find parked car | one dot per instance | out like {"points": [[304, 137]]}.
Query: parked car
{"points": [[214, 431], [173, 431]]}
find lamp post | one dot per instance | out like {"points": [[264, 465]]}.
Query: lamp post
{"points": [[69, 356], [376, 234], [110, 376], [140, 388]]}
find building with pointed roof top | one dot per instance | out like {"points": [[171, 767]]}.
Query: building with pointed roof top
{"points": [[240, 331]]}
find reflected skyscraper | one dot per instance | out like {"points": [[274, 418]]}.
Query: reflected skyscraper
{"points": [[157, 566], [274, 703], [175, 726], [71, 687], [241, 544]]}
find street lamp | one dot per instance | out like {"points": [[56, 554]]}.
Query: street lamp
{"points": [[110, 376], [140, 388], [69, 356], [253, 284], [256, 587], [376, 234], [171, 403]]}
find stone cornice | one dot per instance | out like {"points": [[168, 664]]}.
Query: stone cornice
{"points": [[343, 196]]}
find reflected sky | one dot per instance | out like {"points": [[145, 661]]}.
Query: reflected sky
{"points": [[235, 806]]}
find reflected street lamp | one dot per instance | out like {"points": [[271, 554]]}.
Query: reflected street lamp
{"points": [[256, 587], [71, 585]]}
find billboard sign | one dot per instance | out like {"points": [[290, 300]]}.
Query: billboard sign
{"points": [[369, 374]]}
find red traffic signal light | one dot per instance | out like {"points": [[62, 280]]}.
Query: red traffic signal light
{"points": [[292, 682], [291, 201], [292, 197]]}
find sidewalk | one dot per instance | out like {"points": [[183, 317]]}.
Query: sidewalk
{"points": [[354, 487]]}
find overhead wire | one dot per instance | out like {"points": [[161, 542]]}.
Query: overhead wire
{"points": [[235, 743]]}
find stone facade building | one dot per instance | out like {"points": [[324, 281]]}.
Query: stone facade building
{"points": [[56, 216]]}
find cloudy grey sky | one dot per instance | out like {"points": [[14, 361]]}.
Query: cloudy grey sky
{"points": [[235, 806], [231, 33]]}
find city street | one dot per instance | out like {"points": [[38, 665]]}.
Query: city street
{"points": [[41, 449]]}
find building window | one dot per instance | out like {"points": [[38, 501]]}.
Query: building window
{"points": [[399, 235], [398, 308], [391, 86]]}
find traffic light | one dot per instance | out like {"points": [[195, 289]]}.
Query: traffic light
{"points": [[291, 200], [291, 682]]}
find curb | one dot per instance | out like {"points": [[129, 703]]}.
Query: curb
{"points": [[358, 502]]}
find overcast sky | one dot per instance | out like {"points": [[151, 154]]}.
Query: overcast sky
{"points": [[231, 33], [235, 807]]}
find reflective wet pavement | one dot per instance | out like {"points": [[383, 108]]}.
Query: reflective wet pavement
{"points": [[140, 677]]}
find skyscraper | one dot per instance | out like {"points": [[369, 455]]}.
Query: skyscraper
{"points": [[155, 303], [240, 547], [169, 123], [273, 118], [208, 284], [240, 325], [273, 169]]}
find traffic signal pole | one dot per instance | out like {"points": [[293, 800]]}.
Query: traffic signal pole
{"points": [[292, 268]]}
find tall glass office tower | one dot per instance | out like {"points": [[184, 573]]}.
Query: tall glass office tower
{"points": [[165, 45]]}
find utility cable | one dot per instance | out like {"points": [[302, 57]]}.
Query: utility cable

══════

WHAT YOU ARE ASKED TO DO —
Produce the lines from the top of the listing through the "find building with" line exactly as they appear, with no additional output.

SOLUTION TO THIS PROBLEM —
find parked car | one dot per instance | out like {"points": [[304, 137]]}.
Query: parked car
{"points": [[214, 431], [173, 431]]}
find lamp post | one dot per instance | out like {"points": [[264, 465]]}.
Query: lamp post
{"points": [[69, 356], [376, 234], [110, 376], [140, 388]]}
find building with pointed roof top | one dot per instance | out like {"points": [[171, 767]]}.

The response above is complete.